TRECHO>

☆ ☆ ☆ ☆ ☆

Inelegibilidade e terceira via
Embora ainda estejam distantes, as eleições de 2026 já geram algumas especulações, especialmente devido à recente inelegibilidade do ex-presidente Jair Bolsonaro (PL) declarada por decisão do Tribunal Superior Eleitoral (TSE). A ação de investigação judicial eleitoral (Aije), movida pelo PDT, partido de Ciro, resultou no impedimento de Bolsonaro se candidatar e votar por oito anos.
Esse fato tem criado discussões sobre quem será o “herdeiro” do bolsonarismo e se esse vácuo poderia gerar espaço para o surgimento de uma possível terceira via. “Há possibilidades para o surgimento de uma terceira via porque existem pesquisas que mostram um cansaço da população com os dois principais polos (PT e bolsonarismo). A inelegibilidade de Bolsonaro também abre um espaço importante porque, caso não surja uma nova liderança que ocupe esse lugar na extrema-direita, isso poderia criar uma oportunidade para que a centro-direita se reposicione na oposição ao petismo”, avalia Consentino.
O cientista político e sociólogo, Antonio Lavareda, diz que a situação de Bolsonaro abre um grande espaço no espectro político do centro até a extrema-direita, que poderia ser ocupado por candidatos com perfil mais próximo da centro-direita liberal, como os governadores Tarcísio de Freitas (Republicanos), de São Paulo; Ratinho Júnior (PSD), do Paraná; Ronaldo Caiado (União Brasil), de Goiás; Romeu Zema (Novo), de Minas Gerais; e Eduardo Leite (PSDB), do Rio Grande do Sul.
“Zema talvez seja atraído pelo PL e ocupe um espaço mais próximo da extrema-direita onde se encontra o ex-presidente Bolsonaro e talvez tenha a benção dele e da família para se apresentar como sucessor do ex-presidente em 2026”, analisa Lavareda. Consentino lembra também que Lula, embora já esteja se mostrando como possível candidato à reeleição, estará bastante idoso e pode não concorrer, o que abriria também possibilidades dentro do flanco da esquerda e centro-esquerda.
A polarização como barreira
Embora haja o desejo por parte da população, indicado por estudos de opinião, e a disposição de políticos de ocuparem esse campo amplo da chamada terceira via, desde o período pós-redemocratização o Brasil tem sempre se dividido entre dois polos. Esses polos, entretanto, mudam ao longo do tempo e nem sempre são equivalentes, como a atual polarização marcada pelo PT, representante da centro-esquerda, e pelo bolsonarismo, ideologia de extrema-direita.

☆ ☆ ☆ ☆ ☆

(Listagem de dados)
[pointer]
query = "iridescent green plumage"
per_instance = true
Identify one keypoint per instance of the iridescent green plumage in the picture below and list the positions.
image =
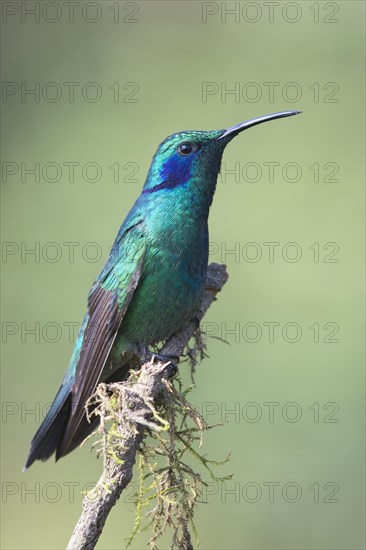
(152, 282)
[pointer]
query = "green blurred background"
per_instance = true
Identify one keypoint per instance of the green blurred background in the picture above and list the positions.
(168, 51)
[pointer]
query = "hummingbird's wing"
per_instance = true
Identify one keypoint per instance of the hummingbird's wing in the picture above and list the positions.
(64, 425)
(108, 302)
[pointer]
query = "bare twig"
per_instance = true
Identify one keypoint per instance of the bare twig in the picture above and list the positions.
(135, 413)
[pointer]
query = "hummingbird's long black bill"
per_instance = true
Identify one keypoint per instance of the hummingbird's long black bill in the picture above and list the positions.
(235, 130)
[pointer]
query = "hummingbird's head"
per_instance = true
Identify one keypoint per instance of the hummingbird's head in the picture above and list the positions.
(194, 157)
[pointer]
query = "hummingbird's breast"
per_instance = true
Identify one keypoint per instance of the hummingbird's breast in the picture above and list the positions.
(172, 282)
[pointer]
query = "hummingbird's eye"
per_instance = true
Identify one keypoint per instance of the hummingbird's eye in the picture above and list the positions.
(185, 148)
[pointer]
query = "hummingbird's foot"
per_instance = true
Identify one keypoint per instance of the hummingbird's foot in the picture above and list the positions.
(171, 359)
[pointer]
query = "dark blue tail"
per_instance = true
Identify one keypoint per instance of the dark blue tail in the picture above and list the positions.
(52, 429)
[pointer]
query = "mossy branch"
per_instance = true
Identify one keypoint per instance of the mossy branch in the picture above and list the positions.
(136, 409)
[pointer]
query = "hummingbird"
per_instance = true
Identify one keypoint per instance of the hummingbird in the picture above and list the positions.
(151, 284)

☆ ☆ ☆ ☆ ☆

PROBLEMA PROPOSTO>
Escreva a continuação do trecho sobre a terceira via nas eleições de 2026, começando logo após a última frase apresentada. A listagem não tem relação com o trecho sobre a terceira via nas eleições de 2026.

RESULTADO DO EXERCÍCIO>
“Desde 1994, quando se estabelece a polarização, nós sempre tivemos alguém tentando ser uma terceira via. Tivemos Enéas (antigo Prona), Heloísa Helena (Rede), Garotinho (União Brasil), e o próprio Ciro, que em 2002 chegou a ter 28% de intenções de voto e poderia ter pegado o lugar de oposição ao PSDB em vez de Lula”, explica Joyce Martins, professora de Ciência Política da Universidade Federal de Alagoas (UFAL).
Naquela época, porém, a disputa se dava entre dois partidos de centro (PT, à esquerda, e PSDB, à direita) e as pessoas e os políticos tinham vergonha de se autointitularem de direita devido ao fato do país ter saído, poucos anos antes, da ditadura civil-militar que governou o país durante 21 anos. “Sendo assim, a polarização que se dava não era entre esquerda e direita”, explica a professora. “Em 94, o Fernando Henrique Cardoso (PSDB) chegou a se apresentar como uma ‘esquerda moderada’ em contraposição ao PT”, diz.
Após uma série de eventos que abalaram o país, como junho de 2013 e a operação Lava Jato, a classe política tradicional brasileira caiu em descrédito e, navegando nessa onda, Bolsonaro e o bolsonarismo, com seu discurso antissistema e antipolítica, tomaram o lugar do PSDB na polarização e arrastaram o debate político para o campo da direita mais radical.
“Provavelmente o que acontecerá será a construção de lideranças pelo marketing político para ocupar o lugar de Bolsonaro, que ficará como alguém que foi ‘injustiçado’. Portanto, é difícil pensar que algum candidato de terceira via, olha o cenário atual, teria sucesso. Até hoje nenhum conseguiu”, afirma a professora.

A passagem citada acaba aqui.